Would you work out how many of the lines below hold "cabinet" and reply with nothing but the number?

*Dataset entries*.
--- START ---

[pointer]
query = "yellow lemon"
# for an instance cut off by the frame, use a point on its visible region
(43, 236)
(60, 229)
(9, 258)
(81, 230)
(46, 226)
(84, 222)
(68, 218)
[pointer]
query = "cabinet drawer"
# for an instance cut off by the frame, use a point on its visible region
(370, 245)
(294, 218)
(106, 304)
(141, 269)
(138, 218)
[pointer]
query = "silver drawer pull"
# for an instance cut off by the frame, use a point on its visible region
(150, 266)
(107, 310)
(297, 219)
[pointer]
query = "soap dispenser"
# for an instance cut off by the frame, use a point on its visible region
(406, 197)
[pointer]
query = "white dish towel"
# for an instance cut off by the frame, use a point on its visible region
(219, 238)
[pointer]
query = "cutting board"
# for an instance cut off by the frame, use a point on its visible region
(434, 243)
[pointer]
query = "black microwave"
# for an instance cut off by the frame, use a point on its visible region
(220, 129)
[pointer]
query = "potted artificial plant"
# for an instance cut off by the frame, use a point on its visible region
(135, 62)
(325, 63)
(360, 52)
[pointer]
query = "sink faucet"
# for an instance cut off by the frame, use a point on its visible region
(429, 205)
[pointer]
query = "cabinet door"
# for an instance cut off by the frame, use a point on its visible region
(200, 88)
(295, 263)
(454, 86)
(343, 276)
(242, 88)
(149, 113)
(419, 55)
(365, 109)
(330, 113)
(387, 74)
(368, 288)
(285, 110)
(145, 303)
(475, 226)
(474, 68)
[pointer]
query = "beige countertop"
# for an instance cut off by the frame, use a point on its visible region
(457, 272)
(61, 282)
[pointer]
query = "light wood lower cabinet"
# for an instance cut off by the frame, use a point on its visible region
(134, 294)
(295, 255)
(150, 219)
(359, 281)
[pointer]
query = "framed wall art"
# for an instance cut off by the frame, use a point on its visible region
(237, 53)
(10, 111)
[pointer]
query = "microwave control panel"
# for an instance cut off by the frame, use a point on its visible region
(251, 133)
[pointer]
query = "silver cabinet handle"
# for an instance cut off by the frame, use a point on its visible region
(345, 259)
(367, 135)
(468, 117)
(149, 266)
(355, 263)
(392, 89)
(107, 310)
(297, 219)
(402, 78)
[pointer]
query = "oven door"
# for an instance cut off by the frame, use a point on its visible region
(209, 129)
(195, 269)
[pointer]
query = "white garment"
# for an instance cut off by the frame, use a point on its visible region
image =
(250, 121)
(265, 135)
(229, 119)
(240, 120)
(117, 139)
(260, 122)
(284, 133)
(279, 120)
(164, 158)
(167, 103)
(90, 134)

--- END ---

*Result*. 4